- DIRECTION:
How many lines in the records below contain the string "grey", with case taken into account? Reply with the number alone.

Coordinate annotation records
..............................
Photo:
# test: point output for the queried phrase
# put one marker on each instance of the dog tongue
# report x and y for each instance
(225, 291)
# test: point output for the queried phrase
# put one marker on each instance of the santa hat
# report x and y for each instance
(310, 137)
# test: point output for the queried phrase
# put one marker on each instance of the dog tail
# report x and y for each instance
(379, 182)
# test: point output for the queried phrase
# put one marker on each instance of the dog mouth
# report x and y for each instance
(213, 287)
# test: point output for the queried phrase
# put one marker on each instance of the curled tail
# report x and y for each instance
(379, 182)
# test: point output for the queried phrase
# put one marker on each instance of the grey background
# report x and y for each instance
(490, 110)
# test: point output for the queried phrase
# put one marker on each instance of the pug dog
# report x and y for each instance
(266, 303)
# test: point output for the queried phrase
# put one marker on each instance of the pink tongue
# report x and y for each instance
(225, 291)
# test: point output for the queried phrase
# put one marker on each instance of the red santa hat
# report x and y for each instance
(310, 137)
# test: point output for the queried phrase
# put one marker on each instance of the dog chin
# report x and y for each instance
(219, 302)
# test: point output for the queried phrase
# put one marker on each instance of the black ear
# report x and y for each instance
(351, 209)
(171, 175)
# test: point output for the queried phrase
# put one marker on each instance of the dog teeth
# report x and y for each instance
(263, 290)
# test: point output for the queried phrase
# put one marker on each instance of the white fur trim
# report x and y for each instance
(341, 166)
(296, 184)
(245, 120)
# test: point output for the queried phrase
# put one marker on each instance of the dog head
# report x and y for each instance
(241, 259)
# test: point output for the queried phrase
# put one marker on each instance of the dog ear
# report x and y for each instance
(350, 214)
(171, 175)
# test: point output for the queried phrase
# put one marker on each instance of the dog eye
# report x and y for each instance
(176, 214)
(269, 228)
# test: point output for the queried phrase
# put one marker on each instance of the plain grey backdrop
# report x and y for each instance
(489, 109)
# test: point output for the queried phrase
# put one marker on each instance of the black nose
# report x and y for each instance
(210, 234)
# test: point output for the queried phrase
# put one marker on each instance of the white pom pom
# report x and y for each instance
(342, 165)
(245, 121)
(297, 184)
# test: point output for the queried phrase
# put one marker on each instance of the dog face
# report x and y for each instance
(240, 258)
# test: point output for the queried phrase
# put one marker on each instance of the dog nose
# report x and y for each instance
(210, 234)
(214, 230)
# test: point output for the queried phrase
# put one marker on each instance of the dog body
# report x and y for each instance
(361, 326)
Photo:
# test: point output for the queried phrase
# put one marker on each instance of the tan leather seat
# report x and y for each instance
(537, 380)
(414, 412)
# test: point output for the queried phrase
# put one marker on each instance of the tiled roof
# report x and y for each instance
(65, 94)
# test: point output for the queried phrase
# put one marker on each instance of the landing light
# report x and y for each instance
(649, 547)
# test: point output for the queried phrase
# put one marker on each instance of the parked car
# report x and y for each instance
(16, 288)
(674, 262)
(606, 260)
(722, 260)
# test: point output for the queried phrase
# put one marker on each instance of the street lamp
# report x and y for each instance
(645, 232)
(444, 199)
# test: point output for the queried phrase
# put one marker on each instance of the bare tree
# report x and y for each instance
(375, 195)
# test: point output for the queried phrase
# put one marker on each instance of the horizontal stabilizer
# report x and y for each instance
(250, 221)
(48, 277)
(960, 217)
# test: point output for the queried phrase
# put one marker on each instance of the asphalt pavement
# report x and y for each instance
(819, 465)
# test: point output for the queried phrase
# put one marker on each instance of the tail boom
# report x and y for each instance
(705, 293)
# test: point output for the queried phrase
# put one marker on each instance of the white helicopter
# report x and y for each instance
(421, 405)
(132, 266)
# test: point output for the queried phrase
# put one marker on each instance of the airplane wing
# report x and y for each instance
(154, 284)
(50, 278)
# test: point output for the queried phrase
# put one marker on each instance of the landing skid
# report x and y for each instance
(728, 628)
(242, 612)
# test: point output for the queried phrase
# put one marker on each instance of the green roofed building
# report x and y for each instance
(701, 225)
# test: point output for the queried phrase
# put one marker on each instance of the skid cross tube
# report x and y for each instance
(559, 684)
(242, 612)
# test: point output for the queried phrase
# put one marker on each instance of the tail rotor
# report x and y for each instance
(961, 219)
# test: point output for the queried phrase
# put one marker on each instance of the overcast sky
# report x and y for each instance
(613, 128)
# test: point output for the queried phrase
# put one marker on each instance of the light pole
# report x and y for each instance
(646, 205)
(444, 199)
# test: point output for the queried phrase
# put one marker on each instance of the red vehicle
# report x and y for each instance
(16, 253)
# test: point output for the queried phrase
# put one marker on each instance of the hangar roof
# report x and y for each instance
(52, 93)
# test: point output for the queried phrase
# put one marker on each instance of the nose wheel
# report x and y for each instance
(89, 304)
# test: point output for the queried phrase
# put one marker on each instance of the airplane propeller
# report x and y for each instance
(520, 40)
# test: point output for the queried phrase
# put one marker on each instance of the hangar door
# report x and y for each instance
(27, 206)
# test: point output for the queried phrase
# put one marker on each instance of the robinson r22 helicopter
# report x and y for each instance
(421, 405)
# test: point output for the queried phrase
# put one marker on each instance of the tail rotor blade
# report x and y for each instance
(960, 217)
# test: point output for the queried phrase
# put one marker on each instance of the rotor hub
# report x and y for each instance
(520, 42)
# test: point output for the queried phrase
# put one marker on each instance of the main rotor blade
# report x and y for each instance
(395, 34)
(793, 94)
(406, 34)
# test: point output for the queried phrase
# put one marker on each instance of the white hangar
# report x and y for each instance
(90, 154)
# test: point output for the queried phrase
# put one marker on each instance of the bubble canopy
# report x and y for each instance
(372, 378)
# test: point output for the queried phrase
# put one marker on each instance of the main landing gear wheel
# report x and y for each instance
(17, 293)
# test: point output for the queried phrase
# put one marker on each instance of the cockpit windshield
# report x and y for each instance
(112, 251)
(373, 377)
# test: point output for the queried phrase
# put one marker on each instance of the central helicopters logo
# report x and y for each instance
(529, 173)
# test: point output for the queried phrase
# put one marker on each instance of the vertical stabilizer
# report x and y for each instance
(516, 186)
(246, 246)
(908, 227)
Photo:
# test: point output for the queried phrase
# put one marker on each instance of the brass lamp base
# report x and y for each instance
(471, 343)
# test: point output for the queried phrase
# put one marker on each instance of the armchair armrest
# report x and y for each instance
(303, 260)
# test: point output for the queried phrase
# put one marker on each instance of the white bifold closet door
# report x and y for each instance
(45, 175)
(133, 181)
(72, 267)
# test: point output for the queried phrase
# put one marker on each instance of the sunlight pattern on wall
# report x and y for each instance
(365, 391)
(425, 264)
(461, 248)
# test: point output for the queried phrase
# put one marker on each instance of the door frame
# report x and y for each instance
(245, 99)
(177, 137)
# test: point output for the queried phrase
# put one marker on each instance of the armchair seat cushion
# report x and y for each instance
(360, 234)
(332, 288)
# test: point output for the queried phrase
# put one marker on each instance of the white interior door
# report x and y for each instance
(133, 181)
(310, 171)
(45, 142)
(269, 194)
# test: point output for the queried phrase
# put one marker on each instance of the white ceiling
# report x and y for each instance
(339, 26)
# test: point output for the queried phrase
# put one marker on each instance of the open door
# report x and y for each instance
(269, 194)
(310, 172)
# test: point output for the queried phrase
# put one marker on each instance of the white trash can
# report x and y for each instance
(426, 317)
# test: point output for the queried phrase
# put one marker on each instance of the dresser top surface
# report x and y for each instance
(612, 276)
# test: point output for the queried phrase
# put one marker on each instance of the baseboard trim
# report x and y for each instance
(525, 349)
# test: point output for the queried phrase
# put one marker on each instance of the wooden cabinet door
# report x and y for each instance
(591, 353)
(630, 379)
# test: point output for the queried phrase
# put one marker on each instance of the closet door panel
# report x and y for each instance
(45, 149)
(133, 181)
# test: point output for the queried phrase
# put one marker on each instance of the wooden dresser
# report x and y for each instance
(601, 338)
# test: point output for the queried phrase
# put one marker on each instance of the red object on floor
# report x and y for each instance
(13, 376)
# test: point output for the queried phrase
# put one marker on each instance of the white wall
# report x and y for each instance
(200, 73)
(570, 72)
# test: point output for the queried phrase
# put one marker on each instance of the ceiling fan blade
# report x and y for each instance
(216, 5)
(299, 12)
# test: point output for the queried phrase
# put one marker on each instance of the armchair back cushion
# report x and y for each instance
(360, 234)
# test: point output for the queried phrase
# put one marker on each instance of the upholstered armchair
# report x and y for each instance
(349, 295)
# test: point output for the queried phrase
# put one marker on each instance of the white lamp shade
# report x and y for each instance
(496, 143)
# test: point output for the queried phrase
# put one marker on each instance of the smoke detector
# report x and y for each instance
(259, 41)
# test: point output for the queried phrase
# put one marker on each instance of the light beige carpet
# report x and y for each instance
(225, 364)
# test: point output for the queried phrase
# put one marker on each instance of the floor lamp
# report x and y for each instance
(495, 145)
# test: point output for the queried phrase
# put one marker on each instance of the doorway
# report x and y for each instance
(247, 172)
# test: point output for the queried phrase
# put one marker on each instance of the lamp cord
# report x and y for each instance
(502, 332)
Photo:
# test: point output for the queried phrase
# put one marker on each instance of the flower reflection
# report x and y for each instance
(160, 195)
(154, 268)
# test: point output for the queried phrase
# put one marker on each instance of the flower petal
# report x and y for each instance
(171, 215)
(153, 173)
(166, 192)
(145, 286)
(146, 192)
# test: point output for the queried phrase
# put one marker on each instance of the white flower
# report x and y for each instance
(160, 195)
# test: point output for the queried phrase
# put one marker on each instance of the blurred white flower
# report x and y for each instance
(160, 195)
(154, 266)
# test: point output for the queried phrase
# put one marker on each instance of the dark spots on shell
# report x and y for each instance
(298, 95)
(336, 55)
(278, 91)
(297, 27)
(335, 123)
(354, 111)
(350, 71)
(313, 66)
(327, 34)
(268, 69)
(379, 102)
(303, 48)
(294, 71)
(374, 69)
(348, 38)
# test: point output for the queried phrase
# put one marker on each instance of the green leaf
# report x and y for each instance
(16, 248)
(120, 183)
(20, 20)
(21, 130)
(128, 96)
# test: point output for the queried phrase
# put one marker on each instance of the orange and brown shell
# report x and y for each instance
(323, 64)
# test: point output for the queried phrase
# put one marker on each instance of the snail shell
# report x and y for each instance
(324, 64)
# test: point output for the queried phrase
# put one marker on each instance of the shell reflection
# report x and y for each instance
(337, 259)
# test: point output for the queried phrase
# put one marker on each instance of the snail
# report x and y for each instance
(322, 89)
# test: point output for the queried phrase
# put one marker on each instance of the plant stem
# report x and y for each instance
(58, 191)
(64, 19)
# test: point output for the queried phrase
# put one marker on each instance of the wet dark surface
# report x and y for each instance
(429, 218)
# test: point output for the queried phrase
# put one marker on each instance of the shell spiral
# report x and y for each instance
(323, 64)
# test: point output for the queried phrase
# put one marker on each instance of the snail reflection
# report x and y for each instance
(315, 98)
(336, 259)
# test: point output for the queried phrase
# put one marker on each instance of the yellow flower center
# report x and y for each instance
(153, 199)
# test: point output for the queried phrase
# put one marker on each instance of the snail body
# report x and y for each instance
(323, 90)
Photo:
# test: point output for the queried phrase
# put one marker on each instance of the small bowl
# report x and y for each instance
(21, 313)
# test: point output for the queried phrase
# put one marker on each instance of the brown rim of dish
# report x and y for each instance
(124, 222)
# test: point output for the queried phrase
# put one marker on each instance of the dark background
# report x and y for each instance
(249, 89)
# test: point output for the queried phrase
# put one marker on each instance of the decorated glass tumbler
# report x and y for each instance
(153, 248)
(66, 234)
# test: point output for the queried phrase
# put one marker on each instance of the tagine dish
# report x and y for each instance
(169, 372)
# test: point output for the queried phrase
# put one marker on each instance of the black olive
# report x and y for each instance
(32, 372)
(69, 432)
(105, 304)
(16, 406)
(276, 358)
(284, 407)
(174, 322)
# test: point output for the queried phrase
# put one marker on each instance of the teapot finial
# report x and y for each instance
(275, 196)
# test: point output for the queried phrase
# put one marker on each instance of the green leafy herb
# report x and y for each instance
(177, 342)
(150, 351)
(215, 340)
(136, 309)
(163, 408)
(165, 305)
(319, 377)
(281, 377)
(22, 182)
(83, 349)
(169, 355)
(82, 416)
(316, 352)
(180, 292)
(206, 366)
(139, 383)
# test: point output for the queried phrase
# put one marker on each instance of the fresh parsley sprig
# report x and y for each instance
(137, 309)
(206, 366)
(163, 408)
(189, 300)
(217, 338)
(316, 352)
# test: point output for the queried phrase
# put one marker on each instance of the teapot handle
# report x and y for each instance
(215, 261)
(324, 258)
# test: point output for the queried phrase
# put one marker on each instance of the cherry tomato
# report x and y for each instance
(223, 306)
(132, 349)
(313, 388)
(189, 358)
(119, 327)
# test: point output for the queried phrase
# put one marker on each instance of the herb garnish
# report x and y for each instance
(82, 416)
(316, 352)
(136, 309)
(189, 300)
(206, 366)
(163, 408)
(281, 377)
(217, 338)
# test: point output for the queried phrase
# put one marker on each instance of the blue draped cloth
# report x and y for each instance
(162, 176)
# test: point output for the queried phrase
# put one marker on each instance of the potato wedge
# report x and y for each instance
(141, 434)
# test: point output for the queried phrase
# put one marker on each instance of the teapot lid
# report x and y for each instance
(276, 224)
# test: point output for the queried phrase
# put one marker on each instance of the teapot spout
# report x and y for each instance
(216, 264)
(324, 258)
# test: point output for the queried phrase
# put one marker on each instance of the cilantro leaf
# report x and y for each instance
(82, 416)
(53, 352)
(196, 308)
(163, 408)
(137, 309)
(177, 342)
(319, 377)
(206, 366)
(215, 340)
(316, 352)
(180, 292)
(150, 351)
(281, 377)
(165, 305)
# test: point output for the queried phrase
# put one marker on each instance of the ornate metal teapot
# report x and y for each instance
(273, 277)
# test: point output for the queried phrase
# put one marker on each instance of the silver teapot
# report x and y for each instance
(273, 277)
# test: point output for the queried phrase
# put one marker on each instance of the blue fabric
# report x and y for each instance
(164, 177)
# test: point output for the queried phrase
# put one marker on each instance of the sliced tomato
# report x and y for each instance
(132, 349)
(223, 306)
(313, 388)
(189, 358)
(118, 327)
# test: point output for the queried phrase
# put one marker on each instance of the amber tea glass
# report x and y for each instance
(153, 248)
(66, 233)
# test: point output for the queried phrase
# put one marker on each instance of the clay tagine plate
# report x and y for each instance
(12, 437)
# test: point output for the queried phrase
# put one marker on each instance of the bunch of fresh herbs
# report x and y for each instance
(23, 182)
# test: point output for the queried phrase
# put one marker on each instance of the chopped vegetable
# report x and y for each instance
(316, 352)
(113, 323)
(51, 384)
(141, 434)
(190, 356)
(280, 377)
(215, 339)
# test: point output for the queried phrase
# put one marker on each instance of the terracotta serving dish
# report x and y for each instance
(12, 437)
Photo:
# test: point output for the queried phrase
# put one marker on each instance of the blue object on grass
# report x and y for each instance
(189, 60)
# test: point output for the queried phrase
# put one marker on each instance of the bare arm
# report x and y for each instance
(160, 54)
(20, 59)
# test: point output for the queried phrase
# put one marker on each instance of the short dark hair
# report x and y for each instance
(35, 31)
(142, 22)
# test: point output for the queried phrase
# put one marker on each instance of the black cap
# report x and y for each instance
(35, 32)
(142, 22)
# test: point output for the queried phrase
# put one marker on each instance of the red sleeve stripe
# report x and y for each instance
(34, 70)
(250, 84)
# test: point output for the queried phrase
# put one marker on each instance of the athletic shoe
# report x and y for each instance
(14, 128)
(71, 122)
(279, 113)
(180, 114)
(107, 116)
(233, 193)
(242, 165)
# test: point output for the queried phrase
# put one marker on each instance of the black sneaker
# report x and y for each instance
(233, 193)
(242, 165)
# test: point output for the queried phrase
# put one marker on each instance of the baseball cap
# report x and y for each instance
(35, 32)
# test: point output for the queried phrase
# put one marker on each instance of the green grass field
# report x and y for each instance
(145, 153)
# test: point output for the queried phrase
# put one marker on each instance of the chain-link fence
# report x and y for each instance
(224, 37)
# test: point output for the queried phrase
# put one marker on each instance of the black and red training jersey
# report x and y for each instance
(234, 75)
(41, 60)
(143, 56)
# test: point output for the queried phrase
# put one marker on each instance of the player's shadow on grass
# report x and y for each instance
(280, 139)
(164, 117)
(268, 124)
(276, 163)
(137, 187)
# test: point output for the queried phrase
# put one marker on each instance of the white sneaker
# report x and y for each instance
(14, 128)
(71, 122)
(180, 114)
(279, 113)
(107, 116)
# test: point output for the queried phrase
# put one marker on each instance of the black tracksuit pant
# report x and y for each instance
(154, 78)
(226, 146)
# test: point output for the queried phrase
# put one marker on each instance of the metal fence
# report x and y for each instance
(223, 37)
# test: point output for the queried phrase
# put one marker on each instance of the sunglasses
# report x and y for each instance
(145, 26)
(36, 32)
..............................
- THE SOLUTION:
2